# WHAT IS NEEDED
Pick out and copy every line of the records that contains the word "stone", matching case exactly.

# RECORDS FOR THIS EXERCISE
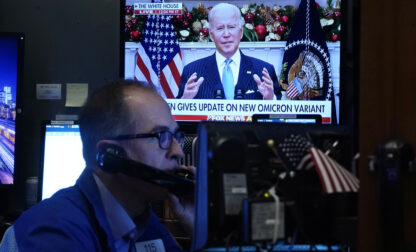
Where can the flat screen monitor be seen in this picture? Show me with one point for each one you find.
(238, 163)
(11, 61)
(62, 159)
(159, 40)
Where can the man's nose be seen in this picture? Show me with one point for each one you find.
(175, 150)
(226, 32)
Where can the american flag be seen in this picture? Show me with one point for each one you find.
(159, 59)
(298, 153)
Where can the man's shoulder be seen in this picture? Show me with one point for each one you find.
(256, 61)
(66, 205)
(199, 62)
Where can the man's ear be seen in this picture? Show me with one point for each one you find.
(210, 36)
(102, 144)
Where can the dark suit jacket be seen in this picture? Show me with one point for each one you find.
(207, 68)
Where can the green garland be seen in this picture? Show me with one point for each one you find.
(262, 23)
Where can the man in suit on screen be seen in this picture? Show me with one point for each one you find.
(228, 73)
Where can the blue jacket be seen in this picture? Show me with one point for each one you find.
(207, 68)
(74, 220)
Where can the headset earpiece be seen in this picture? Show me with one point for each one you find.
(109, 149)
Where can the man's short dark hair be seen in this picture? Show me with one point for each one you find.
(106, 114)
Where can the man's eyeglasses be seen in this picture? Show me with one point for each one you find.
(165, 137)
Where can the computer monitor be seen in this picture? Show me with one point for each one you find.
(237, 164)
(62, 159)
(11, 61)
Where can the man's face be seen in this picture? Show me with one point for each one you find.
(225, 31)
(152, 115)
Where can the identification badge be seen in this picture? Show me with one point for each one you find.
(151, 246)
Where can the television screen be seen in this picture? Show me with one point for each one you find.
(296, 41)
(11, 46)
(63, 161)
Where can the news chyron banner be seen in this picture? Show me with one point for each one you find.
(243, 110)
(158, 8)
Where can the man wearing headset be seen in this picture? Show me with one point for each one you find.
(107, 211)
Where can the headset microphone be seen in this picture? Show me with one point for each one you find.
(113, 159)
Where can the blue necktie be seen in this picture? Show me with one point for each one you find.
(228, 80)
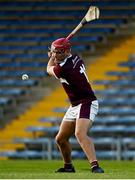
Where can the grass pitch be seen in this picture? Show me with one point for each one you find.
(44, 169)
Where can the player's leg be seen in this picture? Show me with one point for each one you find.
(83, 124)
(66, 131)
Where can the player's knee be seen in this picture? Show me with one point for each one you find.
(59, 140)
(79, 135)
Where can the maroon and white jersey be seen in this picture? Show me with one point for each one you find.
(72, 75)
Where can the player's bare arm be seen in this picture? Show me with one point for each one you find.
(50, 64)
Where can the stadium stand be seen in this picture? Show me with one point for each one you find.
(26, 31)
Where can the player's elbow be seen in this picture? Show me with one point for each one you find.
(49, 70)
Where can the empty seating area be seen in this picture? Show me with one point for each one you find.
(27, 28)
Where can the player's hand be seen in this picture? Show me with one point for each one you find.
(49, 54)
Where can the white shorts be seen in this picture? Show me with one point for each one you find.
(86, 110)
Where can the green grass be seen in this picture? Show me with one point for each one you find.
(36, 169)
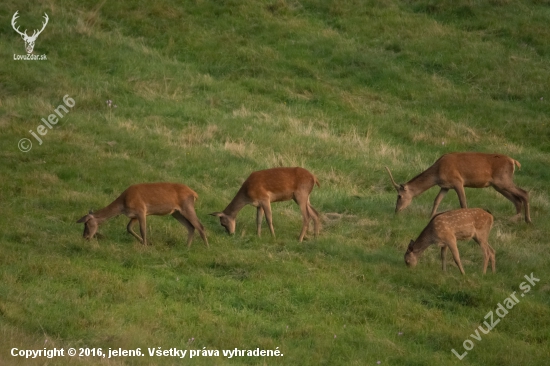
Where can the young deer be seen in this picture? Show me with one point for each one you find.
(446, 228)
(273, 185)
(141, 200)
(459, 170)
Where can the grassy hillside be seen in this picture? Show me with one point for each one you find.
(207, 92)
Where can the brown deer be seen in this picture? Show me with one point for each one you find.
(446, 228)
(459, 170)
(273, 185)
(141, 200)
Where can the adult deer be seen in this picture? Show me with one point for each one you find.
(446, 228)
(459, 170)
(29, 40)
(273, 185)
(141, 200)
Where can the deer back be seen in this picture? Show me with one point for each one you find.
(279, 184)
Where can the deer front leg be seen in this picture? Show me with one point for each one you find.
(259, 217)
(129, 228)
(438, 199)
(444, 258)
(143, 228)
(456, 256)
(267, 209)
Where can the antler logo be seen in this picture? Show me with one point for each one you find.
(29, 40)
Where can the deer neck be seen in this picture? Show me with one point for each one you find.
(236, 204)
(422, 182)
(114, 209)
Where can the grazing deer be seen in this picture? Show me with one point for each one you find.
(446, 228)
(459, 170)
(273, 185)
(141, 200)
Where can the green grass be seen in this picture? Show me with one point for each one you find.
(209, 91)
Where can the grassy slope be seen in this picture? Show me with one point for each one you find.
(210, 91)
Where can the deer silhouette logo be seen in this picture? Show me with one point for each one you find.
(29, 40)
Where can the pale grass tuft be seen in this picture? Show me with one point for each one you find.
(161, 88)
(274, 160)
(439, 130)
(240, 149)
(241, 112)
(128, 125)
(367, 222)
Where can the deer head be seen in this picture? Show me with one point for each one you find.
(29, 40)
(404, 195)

...

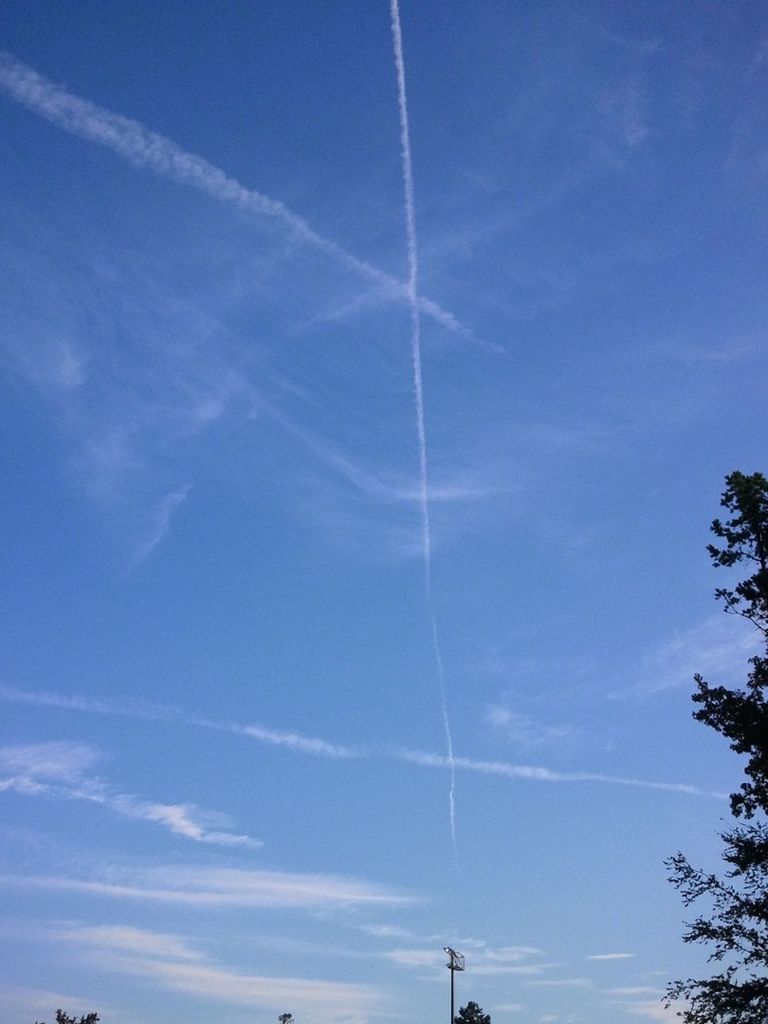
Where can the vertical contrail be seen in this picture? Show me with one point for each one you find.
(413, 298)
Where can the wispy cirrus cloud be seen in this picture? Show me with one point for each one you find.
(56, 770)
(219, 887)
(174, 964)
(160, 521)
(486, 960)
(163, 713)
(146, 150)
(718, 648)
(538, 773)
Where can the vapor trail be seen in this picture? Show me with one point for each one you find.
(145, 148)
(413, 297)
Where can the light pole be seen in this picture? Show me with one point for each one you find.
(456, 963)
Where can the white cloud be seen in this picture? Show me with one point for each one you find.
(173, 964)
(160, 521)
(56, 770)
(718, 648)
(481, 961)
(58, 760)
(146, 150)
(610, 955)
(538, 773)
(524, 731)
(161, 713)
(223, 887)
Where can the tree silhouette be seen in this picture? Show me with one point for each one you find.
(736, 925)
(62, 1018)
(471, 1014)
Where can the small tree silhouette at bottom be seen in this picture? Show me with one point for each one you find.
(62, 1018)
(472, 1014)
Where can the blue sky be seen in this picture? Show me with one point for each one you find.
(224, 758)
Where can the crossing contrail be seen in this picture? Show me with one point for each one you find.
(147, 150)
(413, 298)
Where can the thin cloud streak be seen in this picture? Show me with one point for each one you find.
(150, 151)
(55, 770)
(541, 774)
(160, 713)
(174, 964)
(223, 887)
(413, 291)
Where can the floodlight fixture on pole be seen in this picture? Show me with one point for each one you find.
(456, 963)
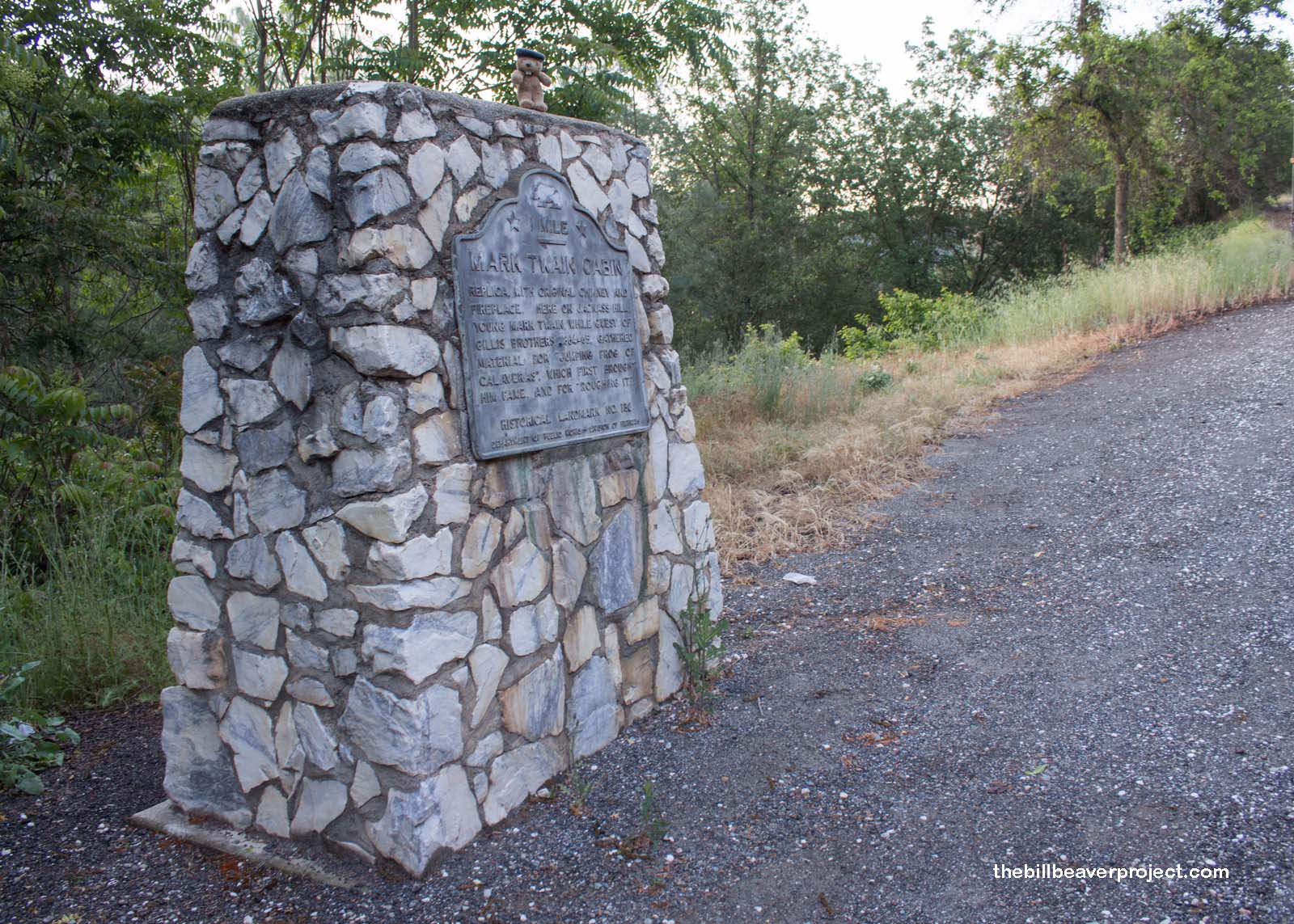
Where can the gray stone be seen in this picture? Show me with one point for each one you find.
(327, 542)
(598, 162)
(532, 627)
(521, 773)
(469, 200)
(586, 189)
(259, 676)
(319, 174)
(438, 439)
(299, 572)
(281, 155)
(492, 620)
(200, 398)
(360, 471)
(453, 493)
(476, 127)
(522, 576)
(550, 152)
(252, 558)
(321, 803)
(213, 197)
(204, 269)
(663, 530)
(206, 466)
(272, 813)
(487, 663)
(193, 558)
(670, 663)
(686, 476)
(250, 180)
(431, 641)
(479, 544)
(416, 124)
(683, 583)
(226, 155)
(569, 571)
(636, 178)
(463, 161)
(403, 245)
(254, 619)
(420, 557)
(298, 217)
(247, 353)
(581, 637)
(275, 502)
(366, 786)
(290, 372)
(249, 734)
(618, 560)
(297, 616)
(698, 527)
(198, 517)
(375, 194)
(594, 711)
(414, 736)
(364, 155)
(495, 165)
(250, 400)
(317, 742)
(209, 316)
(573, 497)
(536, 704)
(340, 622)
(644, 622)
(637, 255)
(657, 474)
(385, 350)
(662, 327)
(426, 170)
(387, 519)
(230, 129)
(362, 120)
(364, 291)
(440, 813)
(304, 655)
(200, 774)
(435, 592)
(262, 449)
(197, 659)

---

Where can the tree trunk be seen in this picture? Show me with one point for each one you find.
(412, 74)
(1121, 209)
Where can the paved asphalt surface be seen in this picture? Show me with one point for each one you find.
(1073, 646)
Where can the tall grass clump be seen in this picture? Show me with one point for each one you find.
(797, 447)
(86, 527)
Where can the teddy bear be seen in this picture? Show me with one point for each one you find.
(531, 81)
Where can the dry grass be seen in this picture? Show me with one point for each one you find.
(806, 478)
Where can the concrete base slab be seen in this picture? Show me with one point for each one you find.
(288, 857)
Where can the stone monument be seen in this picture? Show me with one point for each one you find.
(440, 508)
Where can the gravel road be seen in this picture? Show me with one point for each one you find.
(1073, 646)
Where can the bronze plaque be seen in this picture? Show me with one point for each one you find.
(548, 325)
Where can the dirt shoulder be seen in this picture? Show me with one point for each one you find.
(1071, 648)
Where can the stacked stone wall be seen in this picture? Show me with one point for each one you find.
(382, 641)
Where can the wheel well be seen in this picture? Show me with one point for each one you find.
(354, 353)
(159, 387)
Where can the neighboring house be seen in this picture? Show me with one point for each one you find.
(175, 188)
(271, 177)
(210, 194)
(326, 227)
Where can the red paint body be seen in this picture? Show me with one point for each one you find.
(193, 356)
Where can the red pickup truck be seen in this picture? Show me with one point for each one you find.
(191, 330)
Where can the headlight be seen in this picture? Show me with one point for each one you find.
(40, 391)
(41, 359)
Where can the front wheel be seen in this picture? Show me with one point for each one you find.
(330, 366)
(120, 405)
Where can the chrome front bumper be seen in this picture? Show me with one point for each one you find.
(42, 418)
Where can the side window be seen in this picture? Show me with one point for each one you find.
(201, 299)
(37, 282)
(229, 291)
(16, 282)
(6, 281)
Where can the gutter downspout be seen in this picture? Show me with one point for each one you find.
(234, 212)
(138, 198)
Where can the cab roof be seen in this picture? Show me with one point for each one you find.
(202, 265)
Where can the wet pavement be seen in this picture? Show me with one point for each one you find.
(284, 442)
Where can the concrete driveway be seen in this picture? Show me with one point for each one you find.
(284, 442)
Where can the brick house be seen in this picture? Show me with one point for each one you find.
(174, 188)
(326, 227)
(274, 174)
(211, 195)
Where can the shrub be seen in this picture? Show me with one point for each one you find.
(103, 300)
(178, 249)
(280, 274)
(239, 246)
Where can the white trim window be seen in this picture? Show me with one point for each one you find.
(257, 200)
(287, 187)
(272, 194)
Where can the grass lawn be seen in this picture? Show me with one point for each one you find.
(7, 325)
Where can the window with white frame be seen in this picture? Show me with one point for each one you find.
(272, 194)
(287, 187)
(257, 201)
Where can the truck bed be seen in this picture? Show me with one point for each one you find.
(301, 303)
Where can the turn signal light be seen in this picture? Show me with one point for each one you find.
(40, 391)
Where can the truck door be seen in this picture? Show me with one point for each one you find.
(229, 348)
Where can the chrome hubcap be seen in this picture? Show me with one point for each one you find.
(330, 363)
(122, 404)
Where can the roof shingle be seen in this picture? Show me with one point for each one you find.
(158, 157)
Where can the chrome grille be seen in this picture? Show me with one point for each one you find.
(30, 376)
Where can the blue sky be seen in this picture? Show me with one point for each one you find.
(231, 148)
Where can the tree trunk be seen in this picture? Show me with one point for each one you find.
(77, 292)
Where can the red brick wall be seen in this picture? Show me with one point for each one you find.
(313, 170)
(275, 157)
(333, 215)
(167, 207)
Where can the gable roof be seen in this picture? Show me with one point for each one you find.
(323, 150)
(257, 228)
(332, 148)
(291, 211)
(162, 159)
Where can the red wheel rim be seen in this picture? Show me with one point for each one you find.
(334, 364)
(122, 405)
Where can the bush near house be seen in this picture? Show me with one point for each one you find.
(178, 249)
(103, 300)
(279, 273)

# COMPLETE ANSWER
Where can the gray stone be seen in this picture? Show me with one point for each one you find.
Where can the stone monument be seen in this picture? Show me with one point for each one you find.
Where can the stacked stone wall be seen in this picture? Show me with one point for each one you find.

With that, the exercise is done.